Set task A:
Decide whether each statement agrees with the post about pausing a program until the next day, answering yes or no and quoting the words of the post that settle it: (i) The writer considered the sleep() function. (ii) The length of the daily pause stays the same. (iii) The program should restart at the start of the next day in Pacific time.

== Text provided

Suppose I'm running a program and each day I want to pause the program after X iterations until the start of the next calendar day. The amount of time the program will have to be paused each day will vary because I do not know when X iterations will be completed on a given day.
Question Is there a simple way to pause the program so that it will restart at the start of the next day E.S.T?
I thought of using the sleep() function. The problem is the interval the program would have to pause each day is different so I can't put in an absolute time value. So I thought conceptually it would something like this might work.
while true
# run function until X loops
# sleep(Minute(tomorrow's date - now())
But I'm not sure how I would get the start of tomorrow's date from Julia or if this is the most efficient approach.
Any thoughts would be greatly appreciated. Thanks!

====
== Data entries

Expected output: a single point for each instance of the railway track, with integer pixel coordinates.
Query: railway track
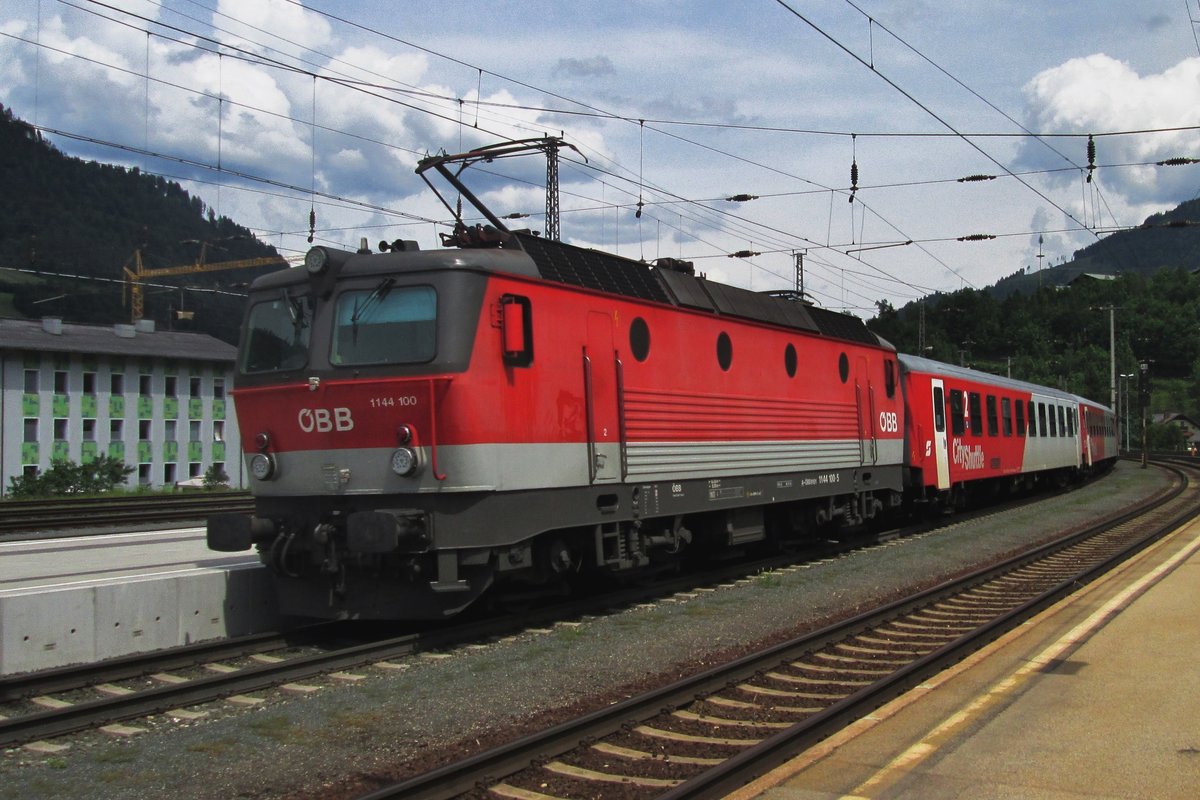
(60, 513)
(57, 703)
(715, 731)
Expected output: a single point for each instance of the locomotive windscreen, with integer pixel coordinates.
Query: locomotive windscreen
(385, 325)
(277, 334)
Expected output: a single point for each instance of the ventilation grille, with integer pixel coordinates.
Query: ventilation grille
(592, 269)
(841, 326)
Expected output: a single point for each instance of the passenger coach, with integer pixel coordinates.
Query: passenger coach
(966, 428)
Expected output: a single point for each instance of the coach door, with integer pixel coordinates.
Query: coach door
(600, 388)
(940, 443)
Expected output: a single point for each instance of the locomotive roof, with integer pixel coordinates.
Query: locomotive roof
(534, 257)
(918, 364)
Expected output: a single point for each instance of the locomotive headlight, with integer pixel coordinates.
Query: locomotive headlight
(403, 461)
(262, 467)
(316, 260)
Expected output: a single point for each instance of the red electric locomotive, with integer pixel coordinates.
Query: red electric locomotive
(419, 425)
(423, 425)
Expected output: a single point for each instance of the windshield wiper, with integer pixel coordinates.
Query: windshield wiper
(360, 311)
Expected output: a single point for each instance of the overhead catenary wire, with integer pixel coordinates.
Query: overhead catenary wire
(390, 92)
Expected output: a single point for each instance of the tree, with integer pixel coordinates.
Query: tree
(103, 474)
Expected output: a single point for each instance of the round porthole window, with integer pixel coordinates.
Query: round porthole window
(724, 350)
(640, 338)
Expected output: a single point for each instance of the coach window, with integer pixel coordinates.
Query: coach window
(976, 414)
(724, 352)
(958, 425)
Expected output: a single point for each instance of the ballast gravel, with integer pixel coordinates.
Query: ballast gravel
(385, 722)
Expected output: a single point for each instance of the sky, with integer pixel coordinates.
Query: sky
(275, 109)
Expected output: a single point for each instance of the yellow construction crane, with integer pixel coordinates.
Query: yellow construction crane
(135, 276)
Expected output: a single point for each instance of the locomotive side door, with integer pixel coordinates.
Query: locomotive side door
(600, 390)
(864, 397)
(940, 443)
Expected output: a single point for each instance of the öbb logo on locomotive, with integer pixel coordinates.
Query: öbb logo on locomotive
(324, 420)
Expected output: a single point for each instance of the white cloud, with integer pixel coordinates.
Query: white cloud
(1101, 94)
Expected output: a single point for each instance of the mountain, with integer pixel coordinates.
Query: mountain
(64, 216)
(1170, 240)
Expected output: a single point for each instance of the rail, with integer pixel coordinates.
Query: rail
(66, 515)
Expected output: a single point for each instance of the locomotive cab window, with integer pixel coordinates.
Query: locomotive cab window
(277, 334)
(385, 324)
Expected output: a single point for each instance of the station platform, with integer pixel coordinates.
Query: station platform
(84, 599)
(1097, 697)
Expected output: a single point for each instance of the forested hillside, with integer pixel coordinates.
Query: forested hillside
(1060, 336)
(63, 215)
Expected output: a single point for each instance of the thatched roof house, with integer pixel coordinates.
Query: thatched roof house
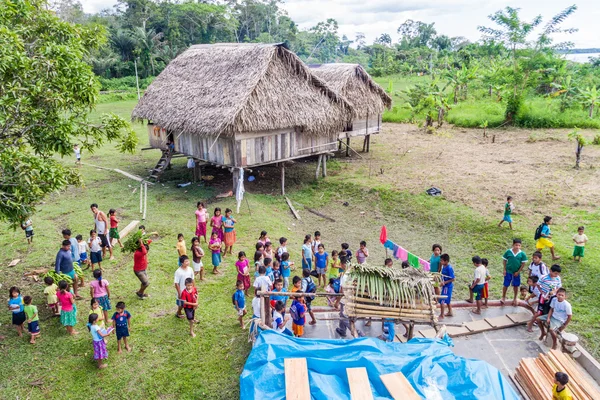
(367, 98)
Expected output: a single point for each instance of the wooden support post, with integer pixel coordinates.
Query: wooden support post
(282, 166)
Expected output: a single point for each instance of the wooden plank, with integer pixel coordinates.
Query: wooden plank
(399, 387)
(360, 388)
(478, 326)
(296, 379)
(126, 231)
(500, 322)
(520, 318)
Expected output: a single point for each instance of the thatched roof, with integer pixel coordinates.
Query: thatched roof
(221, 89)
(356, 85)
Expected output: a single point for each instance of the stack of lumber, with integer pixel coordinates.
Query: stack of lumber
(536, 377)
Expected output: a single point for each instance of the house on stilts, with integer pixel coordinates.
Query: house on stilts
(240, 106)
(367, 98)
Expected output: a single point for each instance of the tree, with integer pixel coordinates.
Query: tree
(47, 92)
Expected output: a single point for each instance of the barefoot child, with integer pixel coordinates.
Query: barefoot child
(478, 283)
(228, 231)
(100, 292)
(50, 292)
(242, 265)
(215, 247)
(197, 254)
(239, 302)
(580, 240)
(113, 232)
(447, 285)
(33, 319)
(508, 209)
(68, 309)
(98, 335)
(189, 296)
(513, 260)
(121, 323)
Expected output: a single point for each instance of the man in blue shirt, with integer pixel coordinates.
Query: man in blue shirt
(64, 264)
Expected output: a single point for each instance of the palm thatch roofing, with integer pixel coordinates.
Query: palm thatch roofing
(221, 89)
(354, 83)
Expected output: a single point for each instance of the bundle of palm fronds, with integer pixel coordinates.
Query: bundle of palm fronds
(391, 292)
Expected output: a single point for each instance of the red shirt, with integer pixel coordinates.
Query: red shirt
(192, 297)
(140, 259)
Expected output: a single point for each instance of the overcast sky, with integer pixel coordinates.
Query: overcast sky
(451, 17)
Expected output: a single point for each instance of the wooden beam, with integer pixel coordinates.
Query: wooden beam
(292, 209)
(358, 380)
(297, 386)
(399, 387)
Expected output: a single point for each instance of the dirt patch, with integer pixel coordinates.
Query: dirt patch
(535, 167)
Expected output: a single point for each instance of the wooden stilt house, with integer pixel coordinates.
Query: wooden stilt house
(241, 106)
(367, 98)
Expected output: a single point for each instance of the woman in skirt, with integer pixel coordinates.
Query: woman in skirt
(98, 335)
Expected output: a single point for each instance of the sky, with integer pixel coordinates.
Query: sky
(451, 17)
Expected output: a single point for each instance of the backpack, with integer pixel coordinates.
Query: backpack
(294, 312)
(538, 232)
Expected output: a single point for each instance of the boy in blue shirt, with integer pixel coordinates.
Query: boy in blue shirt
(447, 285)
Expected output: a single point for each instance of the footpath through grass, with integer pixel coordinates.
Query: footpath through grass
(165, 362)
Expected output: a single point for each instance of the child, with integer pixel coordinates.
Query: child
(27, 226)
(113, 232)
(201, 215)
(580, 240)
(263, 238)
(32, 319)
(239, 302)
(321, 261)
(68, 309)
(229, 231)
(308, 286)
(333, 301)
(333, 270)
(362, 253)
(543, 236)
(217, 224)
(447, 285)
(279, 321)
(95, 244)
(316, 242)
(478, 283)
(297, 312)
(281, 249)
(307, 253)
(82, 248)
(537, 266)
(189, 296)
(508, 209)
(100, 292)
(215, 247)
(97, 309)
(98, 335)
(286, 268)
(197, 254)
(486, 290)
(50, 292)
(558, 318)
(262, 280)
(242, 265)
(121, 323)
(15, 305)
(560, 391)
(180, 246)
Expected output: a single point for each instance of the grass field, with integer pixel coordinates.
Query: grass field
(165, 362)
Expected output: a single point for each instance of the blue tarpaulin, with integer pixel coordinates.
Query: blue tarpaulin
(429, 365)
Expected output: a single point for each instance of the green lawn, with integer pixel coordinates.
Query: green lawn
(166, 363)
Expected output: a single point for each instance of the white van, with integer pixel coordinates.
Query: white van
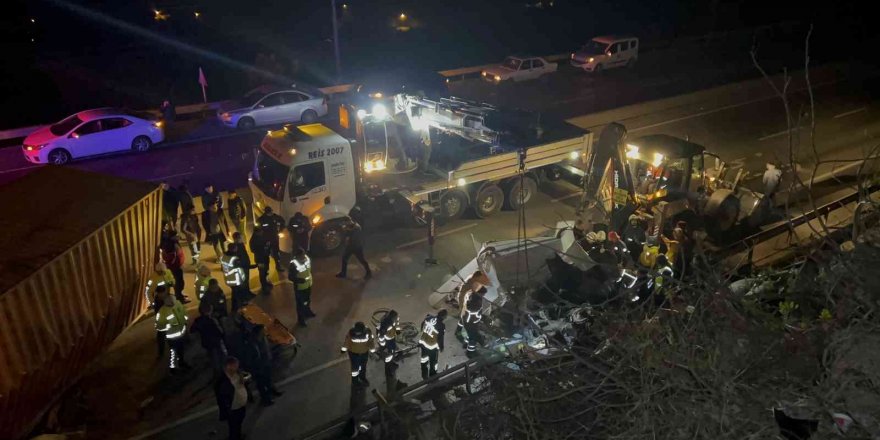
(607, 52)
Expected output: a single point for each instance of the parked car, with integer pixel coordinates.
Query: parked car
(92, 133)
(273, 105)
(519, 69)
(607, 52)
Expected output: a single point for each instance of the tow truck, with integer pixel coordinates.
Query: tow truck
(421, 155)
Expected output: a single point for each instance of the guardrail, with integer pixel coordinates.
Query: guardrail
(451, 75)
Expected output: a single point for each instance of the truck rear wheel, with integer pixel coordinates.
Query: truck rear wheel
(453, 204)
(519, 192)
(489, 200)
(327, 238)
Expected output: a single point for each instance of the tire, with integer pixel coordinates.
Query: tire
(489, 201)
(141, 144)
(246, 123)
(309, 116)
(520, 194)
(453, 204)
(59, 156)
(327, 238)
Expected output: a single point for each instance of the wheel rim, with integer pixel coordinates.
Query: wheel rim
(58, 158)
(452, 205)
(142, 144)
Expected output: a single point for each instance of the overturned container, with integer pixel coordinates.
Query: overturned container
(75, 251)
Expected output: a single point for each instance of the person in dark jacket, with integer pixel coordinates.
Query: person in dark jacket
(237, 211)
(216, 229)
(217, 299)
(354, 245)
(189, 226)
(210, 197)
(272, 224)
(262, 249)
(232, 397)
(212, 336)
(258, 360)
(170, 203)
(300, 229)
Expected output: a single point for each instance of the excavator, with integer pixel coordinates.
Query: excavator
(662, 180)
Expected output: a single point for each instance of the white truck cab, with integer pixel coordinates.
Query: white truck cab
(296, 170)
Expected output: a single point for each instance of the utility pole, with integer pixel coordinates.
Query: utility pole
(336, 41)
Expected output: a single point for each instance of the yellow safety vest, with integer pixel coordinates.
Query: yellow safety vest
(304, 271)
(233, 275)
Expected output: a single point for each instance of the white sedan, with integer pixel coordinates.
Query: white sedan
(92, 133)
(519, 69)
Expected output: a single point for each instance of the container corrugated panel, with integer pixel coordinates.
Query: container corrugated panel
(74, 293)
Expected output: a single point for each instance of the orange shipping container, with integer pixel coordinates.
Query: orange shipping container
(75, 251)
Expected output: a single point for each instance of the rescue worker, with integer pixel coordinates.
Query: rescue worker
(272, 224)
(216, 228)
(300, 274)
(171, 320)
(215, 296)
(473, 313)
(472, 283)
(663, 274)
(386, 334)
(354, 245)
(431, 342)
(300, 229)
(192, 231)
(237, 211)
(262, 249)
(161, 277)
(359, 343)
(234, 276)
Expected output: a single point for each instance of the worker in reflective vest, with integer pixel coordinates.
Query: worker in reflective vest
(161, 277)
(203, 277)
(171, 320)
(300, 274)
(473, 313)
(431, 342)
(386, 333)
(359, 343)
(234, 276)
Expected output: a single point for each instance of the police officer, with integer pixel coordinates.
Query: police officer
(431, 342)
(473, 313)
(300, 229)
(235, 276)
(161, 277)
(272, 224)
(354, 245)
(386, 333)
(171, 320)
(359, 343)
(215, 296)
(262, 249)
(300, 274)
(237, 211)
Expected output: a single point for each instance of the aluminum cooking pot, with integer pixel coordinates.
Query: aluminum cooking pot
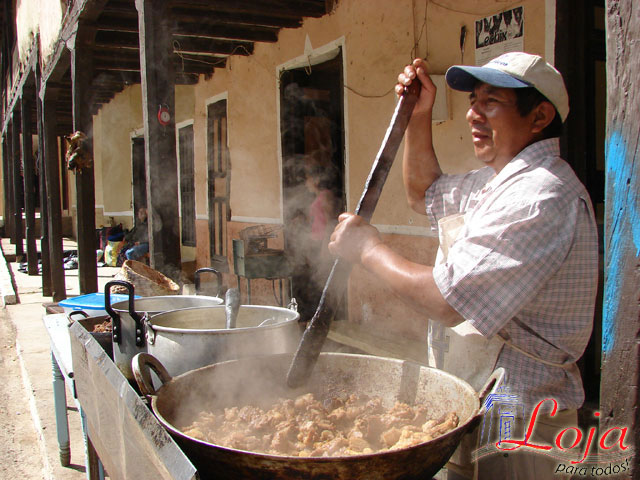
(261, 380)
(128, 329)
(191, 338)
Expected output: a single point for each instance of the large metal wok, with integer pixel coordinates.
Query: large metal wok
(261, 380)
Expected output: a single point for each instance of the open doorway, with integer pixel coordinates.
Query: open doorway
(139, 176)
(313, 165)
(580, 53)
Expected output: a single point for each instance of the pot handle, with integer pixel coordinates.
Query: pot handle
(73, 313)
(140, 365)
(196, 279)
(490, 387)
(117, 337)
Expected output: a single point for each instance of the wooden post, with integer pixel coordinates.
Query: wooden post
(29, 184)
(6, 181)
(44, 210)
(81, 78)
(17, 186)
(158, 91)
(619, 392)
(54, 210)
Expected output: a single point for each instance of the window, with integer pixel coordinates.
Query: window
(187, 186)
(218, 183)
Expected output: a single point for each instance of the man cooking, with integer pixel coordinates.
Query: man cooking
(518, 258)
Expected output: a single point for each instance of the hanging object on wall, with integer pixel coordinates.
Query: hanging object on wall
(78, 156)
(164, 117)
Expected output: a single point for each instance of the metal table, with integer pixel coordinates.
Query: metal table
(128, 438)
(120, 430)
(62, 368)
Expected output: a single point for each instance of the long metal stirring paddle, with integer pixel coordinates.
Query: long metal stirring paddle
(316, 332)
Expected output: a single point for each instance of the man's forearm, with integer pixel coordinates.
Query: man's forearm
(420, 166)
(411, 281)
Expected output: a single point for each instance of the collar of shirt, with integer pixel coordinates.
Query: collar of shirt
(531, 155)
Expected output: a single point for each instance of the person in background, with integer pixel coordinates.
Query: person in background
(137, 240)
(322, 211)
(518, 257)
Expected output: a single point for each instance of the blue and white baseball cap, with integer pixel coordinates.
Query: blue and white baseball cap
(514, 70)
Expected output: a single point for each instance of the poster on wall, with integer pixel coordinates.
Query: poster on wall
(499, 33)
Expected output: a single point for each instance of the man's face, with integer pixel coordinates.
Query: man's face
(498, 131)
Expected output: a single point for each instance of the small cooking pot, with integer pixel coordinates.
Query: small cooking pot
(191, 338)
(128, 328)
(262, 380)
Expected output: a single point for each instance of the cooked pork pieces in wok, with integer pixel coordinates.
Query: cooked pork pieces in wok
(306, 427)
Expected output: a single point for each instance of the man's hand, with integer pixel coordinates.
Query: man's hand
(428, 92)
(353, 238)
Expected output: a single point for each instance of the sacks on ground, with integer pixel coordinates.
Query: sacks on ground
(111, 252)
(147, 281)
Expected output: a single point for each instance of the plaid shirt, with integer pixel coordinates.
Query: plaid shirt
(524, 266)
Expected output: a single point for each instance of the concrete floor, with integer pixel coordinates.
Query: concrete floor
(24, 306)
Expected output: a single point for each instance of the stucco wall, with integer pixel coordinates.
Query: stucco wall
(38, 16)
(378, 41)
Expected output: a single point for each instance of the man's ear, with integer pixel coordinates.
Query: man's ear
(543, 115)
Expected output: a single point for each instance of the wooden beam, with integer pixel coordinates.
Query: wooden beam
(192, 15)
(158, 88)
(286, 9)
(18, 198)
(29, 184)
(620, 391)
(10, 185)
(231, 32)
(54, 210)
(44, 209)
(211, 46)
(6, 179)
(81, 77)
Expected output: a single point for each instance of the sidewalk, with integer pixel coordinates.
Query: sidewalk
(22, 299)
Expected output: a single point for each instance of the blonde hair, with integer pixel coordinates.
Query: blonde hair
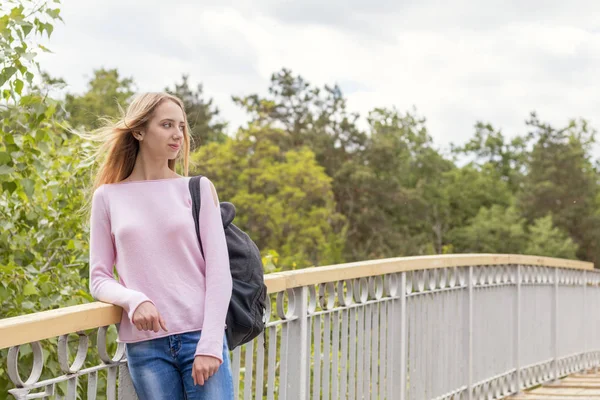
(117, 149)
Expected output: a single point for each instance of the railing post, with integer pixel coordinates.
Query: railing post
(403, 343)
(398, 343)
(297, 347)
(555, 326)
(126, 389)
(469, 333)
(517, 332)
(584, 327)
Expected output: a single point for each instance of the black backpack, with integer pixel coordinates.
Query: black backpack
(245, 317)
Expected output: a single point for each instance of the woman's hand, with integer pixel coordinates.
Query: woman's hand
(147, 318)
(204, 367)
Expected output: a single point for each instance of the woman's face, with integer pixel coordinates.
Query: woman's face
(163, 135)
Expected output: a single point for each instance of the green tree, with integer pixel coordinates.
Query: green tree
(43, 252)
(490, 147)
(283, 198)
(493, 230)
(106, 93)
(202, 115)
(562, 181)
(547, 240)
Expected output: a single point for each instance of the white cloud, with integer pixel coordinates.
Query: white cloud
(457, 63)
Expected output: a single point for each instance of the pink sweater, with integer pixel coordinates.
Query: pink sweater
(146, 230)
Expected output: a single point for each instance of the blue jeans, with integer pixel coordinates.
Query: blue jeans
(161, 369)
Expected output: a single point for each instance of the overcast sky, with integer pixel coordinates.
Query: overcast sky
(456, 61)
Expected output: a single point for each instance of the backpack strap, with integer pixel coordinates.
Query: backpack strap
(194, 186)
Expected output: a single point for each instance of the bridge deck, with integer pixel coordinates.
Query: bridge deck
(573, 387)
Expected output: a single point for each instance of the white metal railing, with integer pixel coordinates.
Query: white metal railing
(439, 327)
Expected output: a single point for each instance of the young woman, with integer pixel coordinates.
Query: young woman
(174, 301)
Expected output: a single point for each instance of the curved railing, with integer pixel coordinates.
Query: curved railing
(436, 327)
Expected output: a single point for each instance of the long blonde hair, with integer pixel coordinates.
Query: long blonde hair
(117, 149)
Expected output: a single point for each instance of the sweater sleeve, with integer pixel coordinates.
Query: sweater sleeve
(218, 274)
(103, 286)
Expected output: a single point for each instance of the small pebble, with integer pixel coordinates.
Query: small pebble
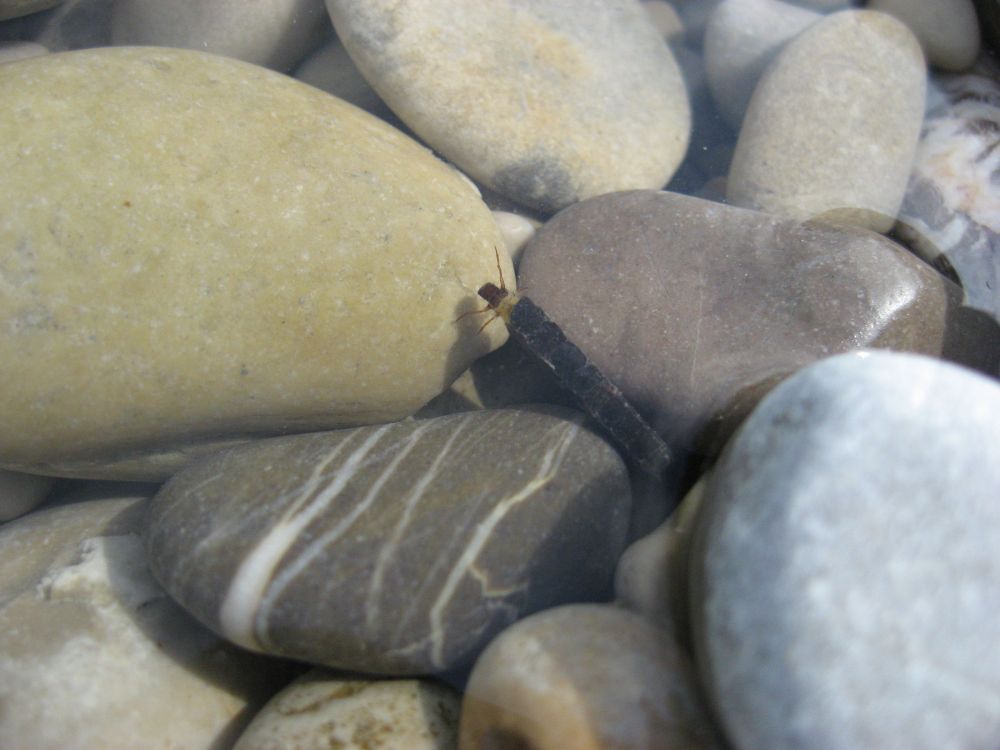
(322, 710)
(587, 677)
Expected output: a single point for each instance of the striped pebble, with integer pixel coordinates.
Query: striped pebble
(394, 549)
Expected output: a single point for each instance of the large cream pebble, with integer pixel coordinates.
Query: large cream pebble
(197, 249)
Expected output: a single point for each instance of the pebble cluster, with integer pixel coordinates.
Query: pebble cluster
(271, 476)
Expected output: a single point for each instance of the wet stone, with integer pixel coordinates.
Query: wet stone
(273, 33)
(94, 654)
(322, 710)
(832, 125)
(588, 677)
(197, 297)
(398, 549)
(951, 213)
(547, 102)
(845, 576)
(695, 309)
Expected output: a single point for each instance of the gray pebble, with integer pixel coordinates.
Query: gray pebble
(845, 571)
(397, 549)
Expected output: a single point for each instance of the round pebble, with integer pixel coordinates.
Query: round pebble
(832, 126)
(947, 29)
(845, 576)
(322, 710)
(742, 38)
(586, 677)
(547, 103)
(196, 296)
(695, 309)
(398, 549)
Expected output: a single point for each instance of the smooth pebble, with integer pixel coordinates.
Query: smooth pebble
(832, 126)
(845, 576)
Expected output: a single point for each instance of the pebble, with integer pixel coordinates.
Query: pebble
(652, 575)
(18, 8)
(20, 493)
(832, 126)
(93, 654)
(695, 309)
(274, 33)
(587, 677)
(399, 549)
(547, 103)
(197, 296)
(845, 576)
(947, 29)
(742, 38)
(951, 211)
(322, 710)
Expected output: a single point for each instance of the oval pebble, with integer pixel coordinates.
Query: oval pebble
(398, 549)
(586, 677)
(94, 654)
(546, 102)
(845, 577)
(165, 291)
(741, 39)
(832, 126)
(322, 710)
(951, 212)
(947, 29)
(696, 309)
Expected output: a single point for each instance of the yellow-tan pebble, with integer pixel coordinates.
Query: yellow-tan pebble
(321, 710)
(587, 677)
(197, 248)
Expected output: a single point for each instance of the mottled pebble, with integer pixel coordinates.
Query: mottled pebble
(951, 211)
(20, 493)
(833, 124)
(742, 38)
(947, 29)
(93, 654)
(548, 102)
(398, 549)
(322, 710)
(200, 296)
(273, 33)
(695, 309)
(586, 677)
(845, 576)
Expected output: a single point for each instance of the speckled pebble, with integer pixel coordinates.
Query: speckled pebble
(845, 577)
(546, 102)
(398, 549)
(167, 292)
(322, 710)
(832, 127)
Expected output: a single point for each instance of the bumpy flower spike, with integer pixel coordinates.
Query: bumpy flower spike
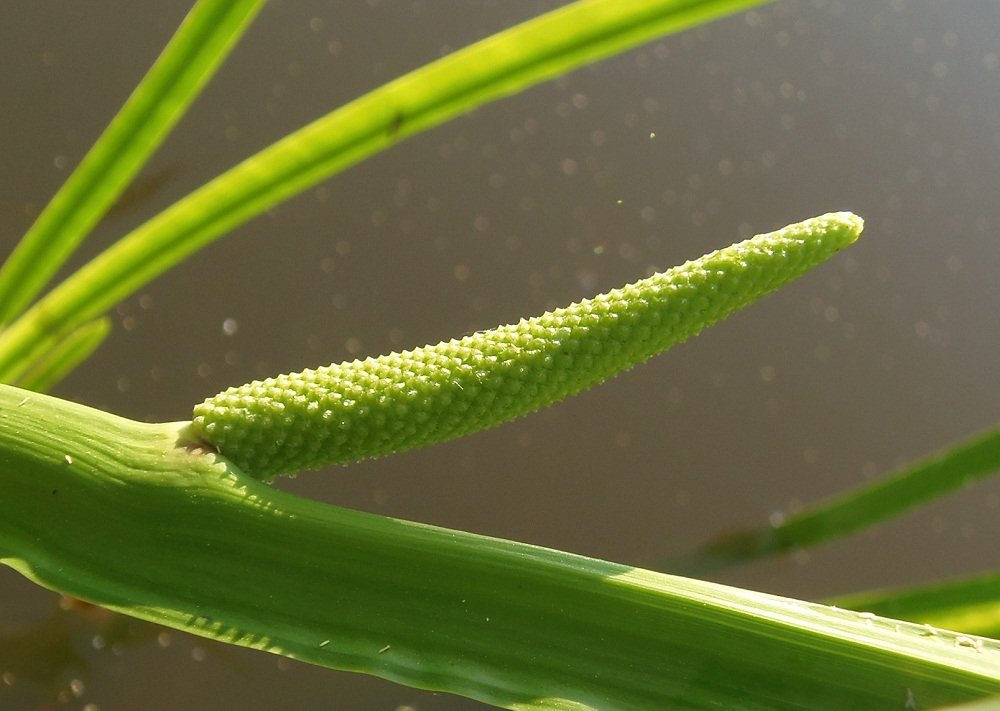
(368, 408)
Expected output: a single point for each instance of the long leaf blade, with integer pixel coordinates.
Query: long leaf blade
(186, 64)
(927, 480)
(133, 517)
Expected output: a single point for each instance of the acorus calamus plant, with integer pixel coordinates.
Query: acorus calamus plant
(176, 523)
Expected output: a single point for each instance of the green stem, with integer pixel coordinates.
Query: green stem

====

Set task B:
Pull out every line of the records above that contains the string "safety".

Answer A:
(i) Yes: "I thought of using the sleep() function."
(ii) No: "The amount of time the program will have to be paused each day will vary"
(iii) No: "restart at the start of the next day E.S.T"

Answer B:
Expected output: a single point for each instance of the yellow safety vest, with integer pixel coordinates.
Query: yellow safety vest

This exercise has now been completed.